§ EXERCISE OBJECTIVE
From the data below, return every line that contains the string "yellow". Case counts.

§ INFORMATION PROVIDED
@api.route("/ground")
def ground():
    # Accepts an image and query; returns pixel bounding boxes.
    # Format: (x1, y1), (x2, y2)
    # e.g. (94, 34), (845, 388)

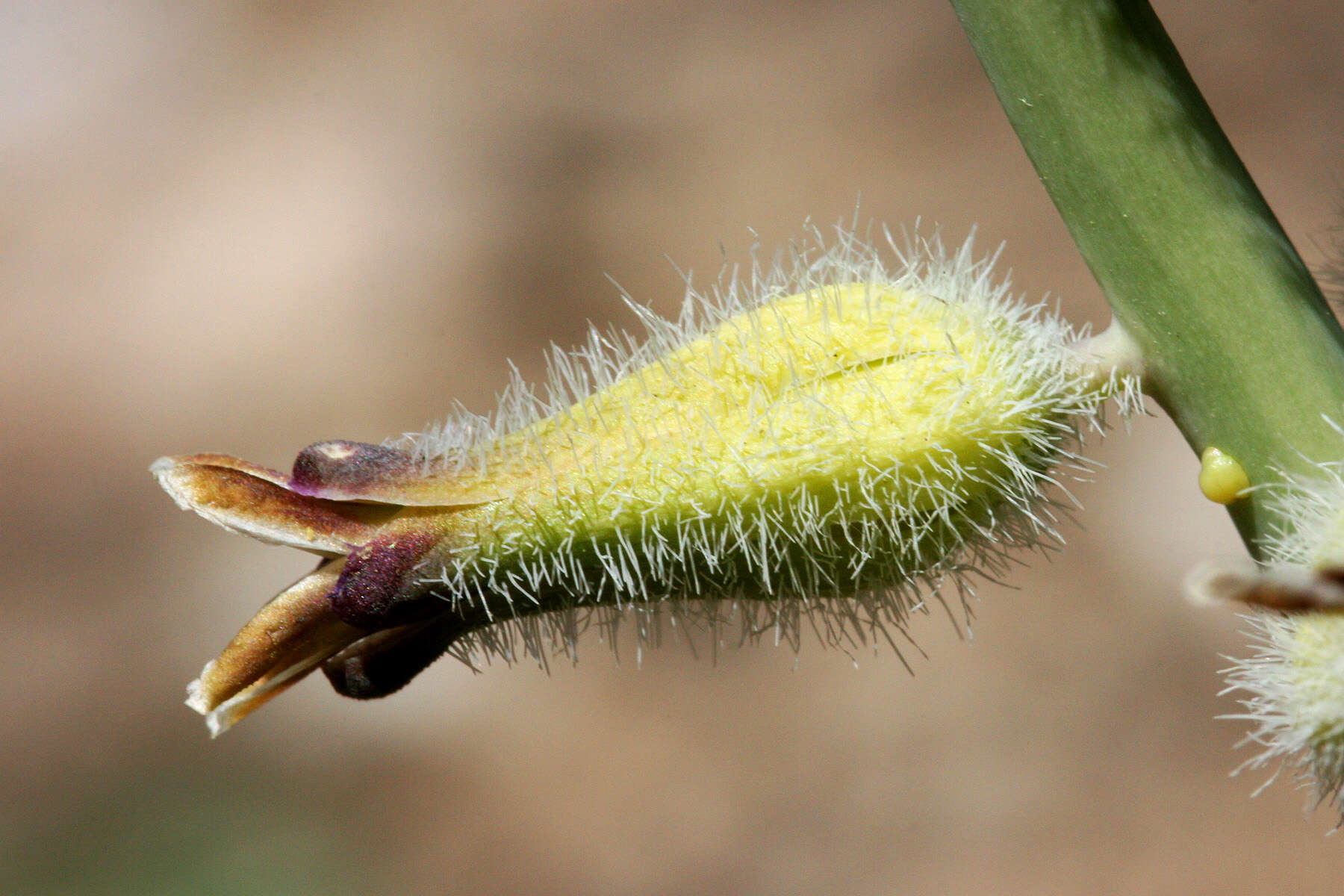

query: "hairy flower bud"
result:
(156, 224), (1136, 727)
(1192, 448), (1344, 812)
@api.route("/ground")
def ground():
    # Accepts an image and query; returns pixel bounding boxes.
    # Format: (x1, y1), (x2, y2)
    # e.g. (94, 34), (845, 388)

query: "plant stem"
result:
(951, 0), (1344, 556)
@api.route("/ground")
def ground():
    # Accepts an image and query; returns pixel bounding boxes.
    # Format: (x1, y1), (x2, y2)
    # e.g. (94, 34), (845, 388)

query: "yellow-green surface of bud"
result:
(155, 225), (1137, 727)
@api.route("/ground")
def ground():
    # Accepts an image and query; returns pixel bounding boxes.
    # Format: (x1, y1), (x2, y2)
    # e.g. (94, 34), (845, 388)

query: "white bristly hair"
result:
(387, 227), (1139, 665)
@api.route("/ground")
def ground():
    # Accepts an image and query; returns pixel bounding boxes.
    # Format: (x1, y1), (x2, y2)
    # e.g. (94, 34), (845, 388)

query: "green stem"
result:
(951, 0), (1344, 556)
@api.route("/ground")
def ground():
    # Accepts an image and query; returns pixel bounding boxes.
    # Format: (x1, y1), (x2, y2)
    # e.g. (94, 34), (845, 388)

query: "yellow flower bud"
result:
(158, 224), (1136, 735)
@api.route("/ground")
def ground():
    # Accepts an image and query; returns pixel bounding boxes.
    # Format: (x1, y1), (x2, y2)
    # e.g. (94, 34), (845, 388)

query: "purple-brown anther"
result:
(151, 442), (482, 735)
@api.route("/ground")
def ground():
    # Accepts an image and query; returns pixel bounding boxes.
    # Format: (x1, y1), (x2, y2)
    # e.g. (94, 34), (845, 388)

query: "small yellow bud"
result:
(1199, 446), (1251, 504)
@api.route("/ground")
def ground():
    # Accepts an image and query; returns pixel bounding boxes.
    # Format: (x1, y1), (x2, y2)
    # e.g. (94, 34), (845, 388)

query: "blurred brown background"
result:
(0, 0), (1344, 895)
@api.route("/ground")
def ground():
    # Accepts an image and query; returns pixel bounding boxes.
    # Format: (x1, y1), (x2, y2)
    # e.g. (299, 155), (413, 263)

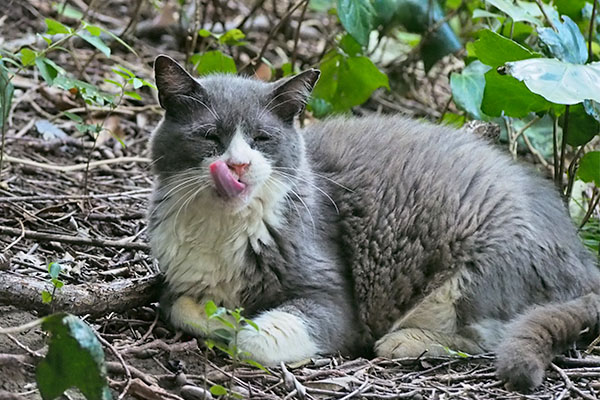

§ TASK ANSWER
query: "yellow-green surface of bud"
query: "yellow flower bud"
query: "small yellow bud"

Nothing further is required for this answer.